EXERCISE INPUTS:
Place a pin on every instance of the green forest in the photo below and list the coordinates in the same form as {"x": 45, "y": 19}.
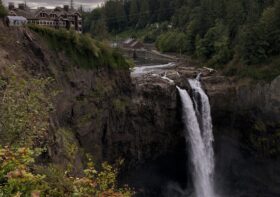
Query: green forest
{"x": 215, "y": 32}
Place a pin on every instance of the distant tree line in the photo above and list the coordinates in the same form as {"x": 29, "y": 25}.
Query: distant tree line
{"x": 215, "y": 31}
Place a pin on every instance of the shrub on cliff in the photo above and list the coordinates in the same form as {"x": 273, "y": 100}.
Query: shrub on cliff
{"x": 3, "y": 11}
{"x": 25, "y": 108}
{"x": 18, "y": 177}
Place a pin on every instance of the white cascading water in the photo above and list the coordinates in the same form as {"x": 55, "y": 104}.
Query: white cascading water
{"x": 200, "y": 138}
{"x": 203, "y": 111}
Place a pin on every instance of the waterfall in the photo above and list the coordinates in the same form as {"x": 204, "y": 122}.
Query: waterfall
{"x": 198, "y": 132}
{"x": 203, "y": 111}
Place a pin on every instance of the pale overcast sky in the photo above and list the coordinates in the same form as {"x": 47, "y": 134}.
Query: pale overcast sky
{"x": 87, "y": 4}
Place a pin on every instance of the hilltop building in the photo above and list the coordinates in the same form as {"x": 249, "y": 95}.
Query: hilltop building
{"x": 66, "y": 17}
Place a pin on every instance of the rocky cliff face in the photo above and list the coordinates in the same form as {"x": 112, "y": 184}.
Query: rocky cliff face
{"x": 109, "y": 116}
{"x": 112, "y": 116}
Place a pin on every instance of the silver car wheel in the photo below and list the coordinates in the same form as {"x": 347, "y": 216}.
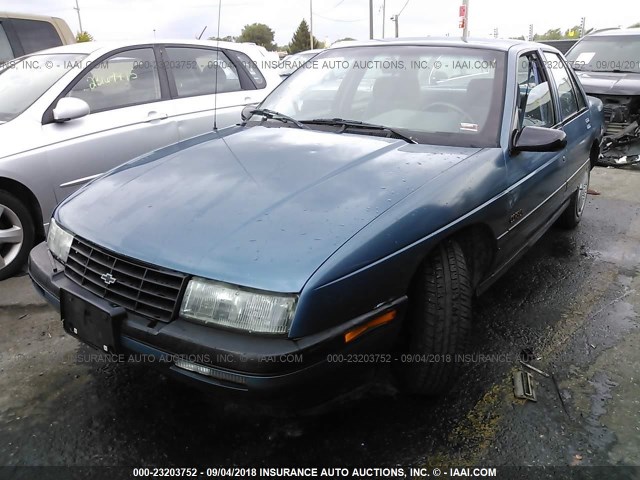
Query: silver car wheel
{"x": 11, "y": 236}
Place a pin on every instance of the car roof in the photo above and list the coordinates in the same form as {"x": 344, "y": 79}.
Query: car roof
{"x": 491, "y": 43}
{"x": 88, "y": 48}
{"x": 611, "y": 32}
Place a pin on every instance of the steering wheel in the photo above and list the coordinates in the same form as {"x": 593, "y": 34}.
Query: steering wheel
{"x": 464, "y": 115}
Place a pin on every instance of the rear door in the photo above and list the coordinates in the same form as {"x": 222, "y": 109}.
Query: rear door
{"x": 202, "y": 79}
{"x": 574, "y": 115}
{"x": 538, "y": 179}
{"x": 130, "y": 115}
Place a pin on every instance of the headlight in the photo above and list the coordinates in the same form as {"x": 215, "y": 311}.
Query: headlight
{"x": 59, "y": 241}
{"x": 213, "y": 303}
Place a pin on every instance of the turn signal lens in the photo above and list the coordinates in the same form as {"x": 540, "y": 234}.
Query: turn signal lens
{"x": 376, "y": 322}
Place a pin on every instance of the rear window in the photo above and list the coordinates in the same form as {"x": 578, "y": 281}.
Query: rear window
{"x": 35, "y": 35}
{"x": 252, "y": 68}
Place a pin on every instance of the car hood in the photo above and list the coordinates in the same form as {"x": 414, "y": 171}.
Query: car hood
{"x": 610, "y": 83}
{"x": 259, "y": 207}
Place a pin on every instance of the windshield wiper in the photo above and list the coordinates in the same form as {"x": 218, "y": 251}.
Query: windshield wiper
{"x": 273, "y": 115}
{"x": 358, "y": 124}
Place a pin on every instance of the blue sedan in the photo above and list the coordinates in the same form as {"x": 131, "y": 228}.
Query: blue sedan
{"x": 346, "y": 223}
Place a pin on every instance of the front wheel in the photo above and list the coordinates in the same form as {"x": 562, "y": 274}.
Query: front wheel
{"x": 17, "y": 234}
{"x": 572, "y": 215}
{"x": 438, "y": 322}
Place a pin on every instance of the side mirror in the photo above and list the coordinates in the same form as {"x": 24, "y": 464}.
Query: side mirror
{"x": 246, "y": 112}
{"x": 540, "y": 139}
{"x": 69, "y": 108}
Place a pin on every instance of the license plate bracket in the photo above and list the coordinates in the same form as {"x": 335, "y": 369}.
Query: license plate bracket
{"x": 89, "y": 322}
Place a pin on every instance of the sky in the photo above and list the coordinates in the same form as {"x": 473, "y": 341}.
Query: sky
{"x": 332, "y": 19}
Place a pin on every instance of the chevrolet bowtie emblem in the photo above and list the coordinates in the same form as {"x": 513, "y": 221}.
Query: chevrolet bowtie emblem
{"x": 108, "y": 279}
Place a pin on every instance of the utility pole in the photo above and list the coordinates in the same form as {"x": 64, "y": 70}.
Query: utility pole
{"x": 77, "y": 9}
{"x": 371, "y": 19}
{"x": 384, "y": 15}
{"x": 464, "y": 13}
{"x": 395, "y": 19}
{"x": 311, "y": 23}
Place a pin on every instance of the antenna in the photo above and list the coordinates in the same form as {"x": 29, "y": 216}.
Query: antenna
{"x": 215, "y": 90}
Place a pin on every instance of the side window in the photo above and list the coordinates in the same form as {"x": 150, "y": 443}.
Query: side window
{"x": 566, "y": 89}
{"x": 126, "y": 78}
{"x": 535, "y": 105}
{"x": 35, "y": 35}
{"x": 252, "y": 68}
{"x": 6, "y": 52}
{"x": 195, "y": 70}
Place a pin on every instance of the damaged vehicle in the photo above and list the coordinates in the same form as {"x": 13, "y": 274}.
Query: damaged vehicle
{"x": 608, "y": 66}
{"x": 344, "y": 226}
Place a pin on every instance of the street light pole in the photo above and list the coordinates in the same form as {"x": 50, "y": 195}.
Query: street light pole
{"x": 311, "y": 23}
{"x": 465, "y": 31}
{"x": 371, "y": 19}
{"x": 395, "y": 19}
{"x": 77, "y": 9}
{"x": 384, "y": 15}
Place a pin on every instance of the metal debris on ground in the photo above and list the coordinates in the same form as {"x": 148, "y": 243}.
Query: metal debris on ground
{"x": 523, "y": 386}
{"x": 531, "y": 367}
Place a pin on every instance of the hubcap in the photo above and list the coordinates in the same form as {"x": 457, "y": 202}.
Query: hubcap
{"x": 11, "y": 236}
{"x": 582, "y": 193}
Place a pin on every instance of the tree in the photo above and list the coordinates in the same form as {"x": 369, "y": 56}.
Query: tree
{"x": 573, "y": 32}
{"x": 228, "y": 38}
{"x": 300, "y": 41}
{"x": 258, "y": 33}
{"x": 552, "y": 34}
{"x": 84, "y": 37}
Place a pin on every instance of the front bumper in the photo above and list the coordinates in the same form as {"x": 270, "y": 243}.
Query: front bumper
{"x": 234, "y": 360}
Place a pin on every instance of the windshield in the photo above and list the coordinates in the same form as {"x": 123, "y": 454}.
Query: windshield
{"x": 606, "y": 54}
{"x": 23, "y": 81}
{"x": 292, "y": 62}
{"x": 437, "y": 95}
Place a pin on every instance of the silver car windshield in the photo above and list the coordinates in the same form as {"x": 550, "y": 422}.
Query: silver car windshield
{"x": 24, "y": 80}
{"x": 606, "y": 54}
{"x": 434, "y": 94}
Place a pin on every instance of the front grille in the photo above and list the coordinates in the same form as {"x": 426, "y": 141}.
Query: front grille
{"x": 145, "y": 290}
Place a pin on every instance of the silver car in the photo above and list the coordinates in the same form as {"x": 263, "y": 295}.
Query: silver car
{"x": 70, "y": 113}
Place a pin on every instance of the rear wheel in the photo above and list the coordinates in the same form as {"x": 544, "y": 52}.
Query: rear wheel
{"x": 16, "y": 234}
{"x": 438, "y": 322}
{"x": 572, "y": 215}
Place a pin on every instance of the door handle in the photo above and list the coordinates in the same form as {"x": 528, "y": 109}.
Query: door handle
{"x": 153, "y": 116}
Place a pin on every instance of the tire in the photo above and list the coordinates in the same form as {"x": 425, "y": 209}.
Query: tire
{"x": 17, "y": 234}
{"x": 438, "y": 322}
{"x": 572, "y": 215}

REQUIREMENT: Write out exactly the lines that fall from the line with "Query: utility pole" to the line with "Place a pin on every instance of the side window" in the records above, keeping both ends.

OUTPUT:
Query: utility pole
{"x": 77, "y": 9}
{"x": 371, "y": 19}
{"x": 384, "y": 15}
{"x": 464, "y": 13}
{"x": 395, "y": 19}
{"x": 311, "y": 23}
Place a pin on every instance of the antenna in the photo above and list the coordinates in the same form as {"x": 29, "y": 216}.
Query: antenna
{"x": 215, "y": 90}
Place a pin on every instance of the side window in the photo above and list the coordinates in the same form as {"x": 150, "y": 443}.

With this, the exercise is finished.